- [DOCUMENT SECTION]:
-*-*-

Women’s right to agricultural land: Need to remove legal barriers for achieving gender equality

INDIA-ECONOMY-AGRICULTUREBy Dr Ashok Sircar*

Women’s land rights (WLR) have been and continue to be a live agenda in social development discourse of India. The  importance of WLR has been discussed in the context of agriculture; poverty reduction; reduction in gender based violence;  women’s well-being and agency. There now exists a vast academic literature and experience of collective action to point that women’s land rights can significantly contribute to achieving greater gender equality. The Sustainable Development  Goals (SDGs) capture the above under three targets that are connected to the goals of ending poverty and hunger, and of  achieving greater gender equality. This policy brief outlines the gaps that exist in the realisation of women’s land rights on  agricultural land and calls for immediate collective action aimed at removing the structural barriers in inheritance, leasing,  and joint ownership of privately held land in favour of women.

Women’s land rights in India are mediated through various  personal laws and customary practices. The Hindu personal  law in its present form allows women the right to own land  and independently manage its affairs. Presently, the law  includes ownership of agricultural land by women, thanks to  the amendment in 2005. However, even now states like Uttar Pradesh and a few others do not follow the amendment.

The Muslim personal law does not allow for women’s share  in agricultural land, except in a few states which have  recently amended this. Muslim women get one third of the  share of the estate property, while men get two thirds of it.  Under the Indian Succession Act (ISA) 1925 Christian widows get one third of the estate property and the male and female linear descendants get two thirds of it, equally  divided among them.

The Tribals have their own customary  practices, which typically deny women their land share,  again, barring a few exceptional situations.  While the personal laws and tenurial land laws make  unequal provisions for women’s land share, the societal  practices irrespective of these laws, deny women their land  share even when it is permitted under law.

-*-*-

- [GIVEN INSTRUCTION 1]:
Update the part of the women's land rights text starting at "Women’s land rights in" and ending at "follow the amendment.", putting "revision" in place of "amendment" each time it appears.
- [GIVEN INSTRUCTION 2]:
Sum up the women's land rights text in two sentences.

Point labeling dataset excerpts:
-*-*-

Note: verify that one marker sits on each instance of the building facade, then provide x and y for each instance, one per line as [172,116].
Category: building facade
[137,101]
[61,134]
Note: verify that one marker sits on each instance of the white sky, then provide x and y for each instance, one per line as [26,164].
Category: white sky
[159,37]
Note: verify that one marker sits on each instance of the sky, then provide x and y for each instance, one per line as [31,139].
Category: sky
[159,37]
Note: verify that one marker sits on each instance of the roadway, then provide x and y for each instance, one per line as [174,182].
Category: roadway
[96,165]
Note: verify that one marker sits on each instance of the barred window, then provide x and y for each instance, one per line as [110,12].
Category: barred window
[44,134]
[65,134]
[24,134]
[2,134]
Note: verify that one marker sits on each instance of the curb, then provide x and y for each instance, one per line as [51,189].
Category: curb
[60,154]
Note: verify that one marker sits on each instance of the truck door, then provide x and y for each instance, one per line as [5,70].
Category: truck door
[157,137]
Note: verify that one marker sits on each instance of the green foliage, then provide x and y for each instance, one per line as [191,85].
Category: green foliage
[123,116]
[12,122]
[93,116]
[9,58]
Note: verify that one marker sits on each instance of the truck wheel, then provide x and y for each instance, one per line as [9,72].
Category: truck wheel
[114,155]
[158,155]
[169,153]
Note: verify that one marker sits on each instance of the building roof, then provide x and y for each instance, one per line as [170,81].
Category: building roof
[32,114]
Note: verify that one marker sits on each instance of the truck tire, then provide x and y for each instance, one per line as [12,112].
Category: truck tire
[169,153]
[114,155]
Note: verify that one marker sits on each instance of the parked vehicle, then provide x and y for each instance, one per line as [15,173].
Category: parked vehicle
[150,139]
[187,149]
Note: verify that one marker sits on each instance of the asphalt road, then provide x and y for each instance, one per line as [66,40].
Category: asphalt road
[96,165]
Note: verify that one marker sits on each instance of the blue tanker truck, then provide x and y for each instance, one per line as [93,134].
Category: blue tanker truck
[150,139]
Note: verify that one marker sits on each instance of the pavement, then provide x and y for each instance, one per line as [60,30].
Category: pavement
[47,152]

-*-*-

- [CORRECT ANSWER 1]:
Women’s land rights in India are mediated through various  personal laws and customary practices. The Hindu personal  law in its present form allows women the right to own land  and independently manage its affairs. Presently, the law  includes ownership of agricultural land by women, thanks to  the revision in 2005. However, even now states like Uttar Pradesh and a few others do not follow the revision.

- [CORRECT ANSWER 2]:
Women's land rights in India are seen as able to contribute significantly to greater gender equality, and this brief calls for collective action to remove structural barriers to women in inheritance, leasing, and joint ownership of privately held agricultural land. These rights depend on various personal laws and customary practices, several of which give women smaller shares or none, and social practice often denies women land even where the law allows it.